Is there a good way to check data integrity after data migration from one druid to another druid

Hi guys,

We recently want to migrate a part of old druid data into another druid. Intuitively, we use select query to do this task. We split a whole time range into small unit time interval (a couple of hours) and use a tail recursion druid select query wrapper function to pull data from old druid and index into new druid within each time interval.

So everything works fine using the above approach, only one thing we want to ask for help about the data integrity. Basically, we want to make sure migrated data in new druid must match old data in old druid. Currently, we use a simple way to check data integrity: for each unit time interval (a couple of hours), we use timeseries query aggregating on counts to get total counts of segment rows (we don’t do any roll-up) for this time period which should always match the size of data return by our druid select query wrapper function for same time period. And at the end, we use the same logic to double-check the total count of migrated data for whole time period is correct.

Again this simple way works fine. But is there a better way to do data integrity, more specifically, how to make sure data pulled by select query (in tail recursion way) is correct. I’m thinking is it possible, druid query can efficiently return a checksum (md5, SHA-1 or any) on the whole segments data for a given time period, and we can use this checksum to verify pulled data on remote server.

Thanks

By Linbo

Our current way to check data integrity:

Linbo,

What’s the difference between the two clusters? If you are still using the same deep storage, all you should have to do is copy the metadata out of the segments table from the metadata store and your new cluster will have exactly the same data as the old cluster.

If you are changing deep storage, then you can just copy the segments to the new deep storage and then copy the metadata and update the paths in the “loadSpec” to point to the new location. Then it will load the exact segments from the old cluster.

Lastly, if there’s a reason you really must re-index the data, then queries like what you are doing should be fine. You could also do topN queries on each dimension and make sure they come out the exact same between the clusters.

If you want to generate a “checksum” for the segment you could do that with a JavaScript aggregator that walks over all columns, just be careful with thy because the reinforcing process could choose to layout the data differently, so it might be the exact same set of rows but in a different layout. If that’s the case, a naive checksum could tell you that they are different when they aren’t.

–Eric

Hi Eric,

Thanks for your detailed answer. I can give more info about our use case:

  1. Two clusters are totally different which will not share the same deep storage, so we can not simply migrate metadata of the segments table.

  2. What we really want to migrate is a part of the whole data set (data belongs to a specific dimension value), so we need to query the data (which means we need to split data from row segments) rather than moving the whole segments.

  3. The new cluster is not an empty one: it’s also running normally indexing tasks at the same time, which results that there are already segments in the same time range with the migrating data. So we need to re-indexing the data, more specifically, merge migrating data into existing data for same time period. We used delta-indexing before and now change to kafka indexing service.

Thanks for your decent suggestions. I will try to use topN queries on each dimension and make sure they come out the exact same between the clusters as well as JavaScript aggregator.

By Linbo

******

**Written instruction 1**
According to the forum thread, what indexing method did the new cluster move to after using delta-indexing?
The forum thread and the rows are unrelated material.

******

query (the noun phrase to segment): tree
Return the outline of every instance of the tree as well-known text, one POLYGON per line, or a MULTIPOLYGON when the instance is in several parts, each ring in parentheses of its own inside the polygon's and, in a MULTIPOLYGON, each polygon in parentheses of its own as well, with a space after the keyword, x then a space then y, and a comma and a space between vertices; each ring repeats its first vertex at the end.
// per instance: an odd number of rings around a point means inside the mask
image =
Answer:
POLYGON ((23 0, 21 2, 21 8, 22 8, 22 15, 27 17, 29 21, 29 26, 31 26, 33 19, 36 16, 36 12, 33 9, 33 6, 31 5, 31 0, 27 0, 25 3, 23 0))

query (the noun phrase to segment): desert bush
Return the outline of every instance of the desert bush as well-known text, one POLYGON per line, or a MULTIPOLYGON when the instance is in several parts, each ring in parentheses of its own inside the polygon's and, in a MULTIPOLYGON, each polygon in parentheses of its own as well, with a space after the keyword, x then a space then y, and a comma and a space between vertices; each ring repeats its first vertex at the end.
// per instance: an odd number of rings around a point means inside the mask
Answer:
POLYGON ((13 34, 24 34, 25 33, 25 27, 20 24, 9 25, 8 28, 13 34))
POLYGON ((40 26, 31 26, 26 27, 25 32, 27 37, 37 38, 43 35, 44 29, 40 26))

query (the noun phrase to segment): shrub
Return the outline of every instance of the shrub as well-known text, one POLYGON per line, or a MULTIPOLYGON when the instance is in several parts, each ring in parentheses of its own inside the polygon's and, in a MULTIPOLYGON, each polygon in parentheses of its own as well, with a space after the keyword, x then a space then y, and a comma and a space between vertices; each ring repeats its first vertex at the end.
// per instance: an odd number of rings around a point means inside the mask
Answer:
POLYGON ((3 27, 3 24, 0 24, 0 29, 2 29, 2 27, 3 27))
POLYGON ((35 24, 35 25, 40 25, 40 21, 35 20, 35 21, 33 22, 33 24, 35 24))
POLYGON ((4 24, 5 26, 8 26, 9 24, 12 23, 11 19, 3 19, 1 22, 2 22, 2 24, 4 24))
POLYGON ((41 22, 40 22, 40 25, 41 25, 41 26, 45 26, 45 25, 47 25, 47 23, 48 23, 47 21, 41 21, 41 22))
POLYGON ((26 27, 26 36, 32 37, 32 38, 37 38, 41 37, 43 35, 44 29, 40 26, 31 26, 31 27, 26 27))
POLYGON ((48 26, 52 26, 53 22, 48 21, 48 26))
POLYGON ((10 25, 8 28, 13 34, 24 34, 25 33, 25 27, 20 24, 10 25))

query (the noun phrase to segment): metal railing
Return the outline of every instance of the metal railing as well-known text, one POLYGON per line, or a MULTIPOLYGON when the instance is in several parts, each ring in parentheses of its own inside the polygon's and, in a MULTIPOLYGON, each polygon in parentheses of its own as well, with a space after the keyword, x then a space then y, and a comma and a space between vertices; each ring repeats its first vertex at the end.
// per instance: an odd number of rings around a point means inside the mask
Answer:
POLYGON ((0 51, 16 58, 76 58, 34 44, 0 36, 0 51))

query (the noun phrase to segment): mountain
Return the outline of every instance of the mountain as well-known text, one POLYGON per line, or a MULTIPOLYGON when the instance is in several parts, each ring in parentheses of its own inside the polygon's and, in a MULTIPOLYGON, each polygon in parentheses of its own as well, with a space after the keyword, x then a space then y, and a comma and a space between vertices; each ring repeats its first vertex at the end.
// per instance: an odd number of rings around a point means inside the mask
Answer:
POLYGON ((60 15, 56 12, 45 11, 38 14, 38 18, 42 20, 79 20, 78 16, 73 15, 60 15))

******

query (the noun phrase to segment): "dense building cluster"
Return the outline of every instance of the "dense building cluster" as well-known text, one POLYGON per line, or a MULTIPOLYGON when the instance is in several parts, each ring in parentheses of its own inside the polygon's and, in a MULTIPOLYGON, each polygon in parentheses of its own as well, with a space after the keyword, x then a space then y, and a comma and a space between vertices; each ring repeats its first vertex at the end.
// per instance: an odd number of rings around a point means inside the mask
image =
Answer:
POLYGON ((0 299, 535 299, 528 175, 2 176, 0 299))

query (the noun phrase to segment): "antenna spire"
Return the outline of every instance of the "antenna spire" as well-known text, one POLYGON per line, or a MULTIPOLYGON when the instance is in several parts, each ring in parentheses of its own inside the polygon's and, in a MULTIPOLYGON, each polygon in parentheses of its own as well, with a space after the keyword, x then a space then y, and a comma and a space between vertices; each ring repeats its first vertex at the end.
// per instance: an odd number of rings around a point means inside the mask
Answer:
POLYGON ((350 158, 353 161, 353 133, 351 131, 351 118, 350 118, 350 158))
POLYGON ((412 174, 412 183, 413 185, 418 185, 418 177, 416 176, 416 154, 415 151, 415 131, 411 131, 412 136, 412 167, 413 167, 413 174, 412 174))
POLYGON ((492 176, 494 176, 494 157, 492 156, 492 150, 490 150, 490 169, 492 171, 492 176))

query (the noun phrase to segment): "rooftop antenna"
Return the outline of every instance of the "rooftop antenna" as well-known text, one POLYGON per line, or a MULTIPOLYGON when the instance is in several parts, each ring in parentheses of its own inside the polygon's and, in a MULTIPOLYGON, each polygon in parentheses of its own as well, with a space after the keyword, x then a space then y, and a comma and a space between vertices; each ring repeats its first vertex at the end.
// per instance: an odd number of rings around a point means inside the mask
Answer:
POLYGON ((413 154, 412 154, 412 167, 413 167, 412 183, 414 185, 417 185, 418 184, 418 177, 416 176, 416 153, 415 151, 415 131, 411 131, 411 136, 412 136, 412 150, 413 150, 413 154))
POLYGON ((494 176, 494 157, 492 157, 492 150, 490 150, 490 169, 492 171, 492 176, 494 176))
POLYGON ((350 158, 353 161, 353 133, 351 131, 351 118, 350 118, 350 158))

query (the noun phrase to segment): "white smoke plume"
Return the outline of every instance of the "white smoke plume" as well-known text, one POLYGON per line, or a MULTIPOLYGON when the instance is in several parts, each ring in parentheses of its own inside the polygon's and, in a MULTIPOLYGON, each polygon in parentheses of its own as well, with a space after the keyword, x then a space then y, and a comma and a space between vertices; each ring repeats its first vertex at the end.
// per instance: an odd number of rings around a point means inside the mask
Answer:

******

**Written instruction 2**
Collect every line of the rows that contains the word "building".

**Full output 1**
The Kafka indexing service.

**Full output 2**
query (the noun phrase to segment): "dense building cluster"
Return the outline of every instance of the "dense building cluster" as well-known text, one POLYGON per line, or a MULTIPOLYGON when the instance is in several parts, each ring in parentheses of its own inside the polygon's and, in a MULTIPOLYGON, each polygon in parentheses of its own as well, with a space after the keyword, x then a space then y, and a comma and a space between vertices; each ring repeats its first vertex at the end.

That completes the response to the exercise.